> **Extract to read**
* start *
Hamid Fadishei's Blog

April 7, 2012

Transferring A Directory Tree Between Servers Using rsync without Passwordless SSH

Filed under: Linux — fadishei @ 7:29 am
Tags: , , , ,

Linux server administrators occasionally need to transfer files between servers. scp is a handy command line for this purpose. But there is a better approach, rsync, which will give you two advantages: First, you can resume broken transfers (even in case of multiple files and directories). Second, it skips transferring the files that are similar between source and target. Thus you may re-transfer content after modifications optimally.
rsync uses an externall remote shell, ssh in the case of this tutorial. One annoying thing is that many tutorials over the net require you to setup passwordless SSH (public key encryption) from between source and target machine which, in my opinion, is a real chore to be done as a prerequisite for a simple file transfer.
Instead, I suggest using sshpass utility which allows you to enter ssh password in command line. Don’t worry for you password being stored in bash_history! Linux has a solution for this: add a blank character at the start of the command and it will never go into ~/.bash_histry.

$ sudo apt-get install sshpass
$ [type a blank here] nohup rsync -avzl -e "sshpass -p dst_pass ssh" /path/to/src dst_user@dst_ip:/path/to/dst &

nohup is used to let you logout after issueing the command without the transfer operation being stopped. You may monitor the transfer progress at any time by using this command:

$ tail -f nohup.out
Advertisements

November 25, 2010

How to revert the “make install” mess?

Filed under: Linux — fadishei @ 10:20 am
Tags: ,

Aesthetically speaking, every Makefile should provide a revert target for any target that changes the file system on the host operating system. For example a make file that provides an “install” target should also provide an “uninstall” one. Unfortunately, things are not always the way they should be. Personally I always hesitate to install applications from their sources and prefer to use the package manager on my Linux as long as it provides the application I need. But what if it does not? what if the binary in the repository is not as up-to-date as you need?

I’m aware of two ways for alleviating this shortcoming. I’d be glad if you comment me about alternate solutions though.

Method 1 – Using checkinstall application

checkinstall is an application that can build binary packages (deb, rpm etc) from your sources. Then you can easily install and of course cleanly uninstall your programs. First you need to install this utility:

$ sudo apt-get install checkinstall

Then you proceed to the normal make process but at last instead of issuing “sudo make install” you will issue “sudo checkinstall”. This will build a package and also install it:

$ cd foo
$ ./configure
$ make
$ sudo checkinstall

Later if you decide to clean your system from the package “foo” you just enter:

sudo dpkg -r foo

Method 2 – Using paco application

paco (package organizer) is another useful utility to be introduced here. It works by monitoring and logging the filesystem modifications during the installation process. Then you can use the logged information to view the installed files or uninstall them

$ sudo apt-get install paco

This time, instead of doing “make install” directly, you should request paco to do the installation:

$ cd foo
$ ./configure
$ make
$ sudo paco -lp foo "make install"
* end *
> **What to do**
[A] Rewrite the stretch of the Linux blog from "April 7, 2012" through "after modifications optimally.", putting "sftp" in place of "scp".
[B] Translate this sentence from the Linux blog into Spanish: "Unfortunately, things are not always the way they should be."
The material that comes next is separate from the Linux blog.

> **Entries provided**
* start *
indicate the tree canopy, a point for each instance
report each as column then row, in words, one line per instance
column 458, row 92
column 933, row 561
* end *
* start *
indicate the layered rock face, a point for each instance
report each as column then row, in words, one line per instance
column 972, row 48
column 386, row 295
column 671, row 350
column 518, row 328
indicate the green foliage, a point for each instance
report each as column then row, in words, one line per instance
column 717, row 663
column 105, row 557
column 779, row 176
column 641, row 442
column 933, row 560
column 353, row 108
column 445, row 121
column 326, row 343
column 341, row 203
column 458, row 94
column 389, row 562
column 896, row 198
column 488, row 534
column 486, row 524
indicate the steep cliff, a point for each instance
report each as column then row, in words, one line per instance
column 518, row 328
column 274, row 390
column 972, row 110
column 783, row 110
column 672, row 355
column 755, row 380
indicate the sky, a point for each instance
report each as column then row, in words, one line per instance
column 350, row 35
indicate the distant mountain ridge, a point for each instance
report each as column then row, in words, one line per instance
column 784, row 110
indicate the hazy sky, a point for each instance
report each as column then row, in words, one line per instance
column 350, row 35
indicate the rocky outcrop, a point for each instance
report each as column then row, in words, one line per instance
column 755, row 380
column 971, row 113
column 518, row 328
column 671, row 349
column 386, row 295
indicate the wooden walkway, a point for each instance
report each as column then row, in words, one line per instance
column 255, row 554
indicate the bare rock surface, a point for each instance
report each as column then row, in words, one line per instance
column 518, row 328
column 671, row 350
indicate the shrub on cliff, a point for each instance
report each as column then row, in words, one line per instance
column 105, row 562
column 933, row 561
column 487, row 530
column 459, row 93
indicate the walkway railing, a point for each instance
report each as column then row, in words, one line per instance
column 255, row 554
* end *
* start *
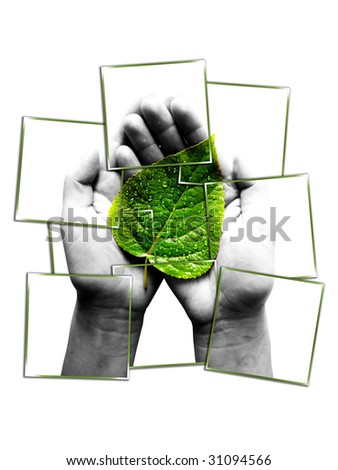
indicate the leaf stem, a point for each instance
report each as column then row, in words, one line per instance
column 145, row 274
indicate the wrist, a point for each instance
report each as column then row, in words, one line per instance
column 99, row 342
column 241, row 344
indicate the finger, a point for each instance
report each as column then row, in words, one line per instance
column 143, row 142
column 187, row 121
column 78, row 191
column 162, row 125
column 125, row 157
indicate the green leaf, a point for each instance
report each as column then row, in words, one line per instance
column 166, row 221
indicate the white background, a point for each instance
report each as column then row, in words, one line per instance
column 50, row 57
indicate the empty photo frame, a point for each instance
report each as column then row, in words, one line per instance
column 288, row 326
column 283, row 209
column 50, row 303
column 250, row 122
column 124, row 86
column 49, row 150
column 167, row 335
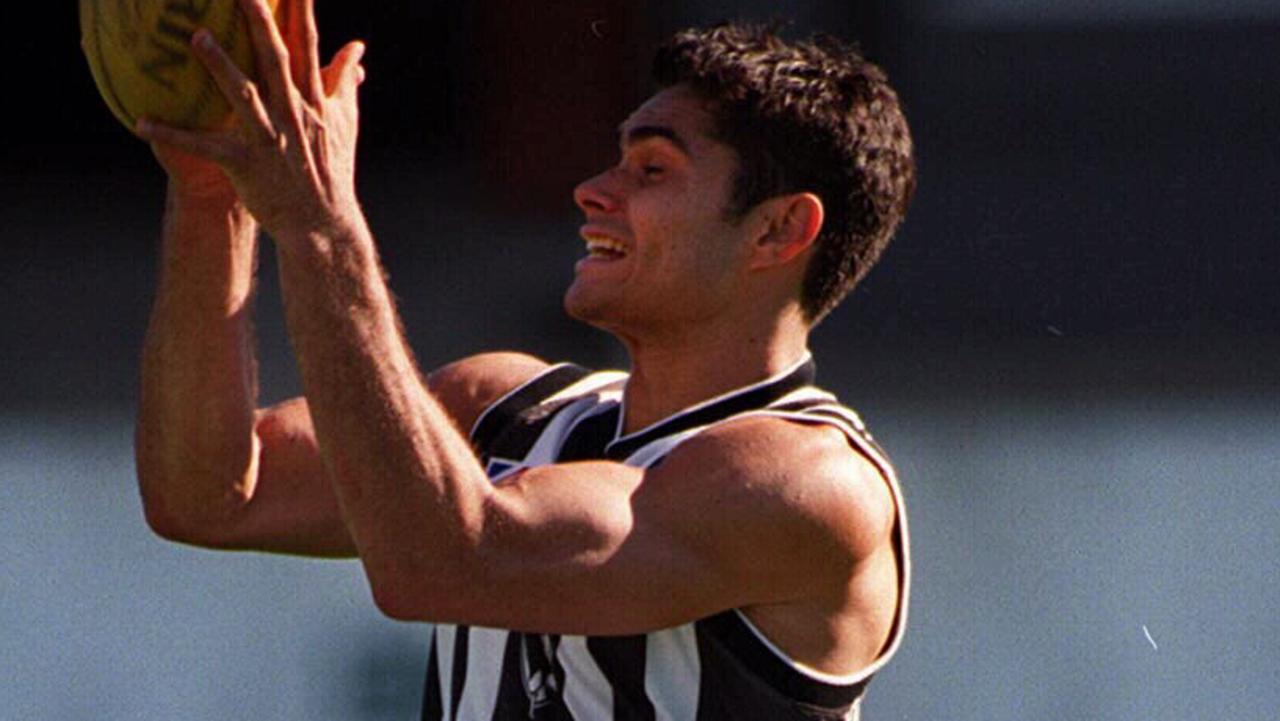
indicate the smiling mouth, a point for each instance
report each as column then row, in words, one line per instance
* end *
> **Responses by task**
[A]
April 7, 2012

Transferring A Directory Tree Between Servers Using rsync without Passwordless SSH

Filed under: Linux — fadishei @ 7:29 am
Tags: , , , ,

Linux server administrators occasionally need to transfer files between servers. sftp is a handy command line for this purpose. But there is a better approach, rsync, which will give you two advantages: First, you can resume broken transfers (even in case of multiple files and directories). Second, it skips transferring the files that are similar between source and target. Thus you may re-transfer content after modifications optimally.

[B] Desafortunadamente, las cosas no siempre son como deberían ser.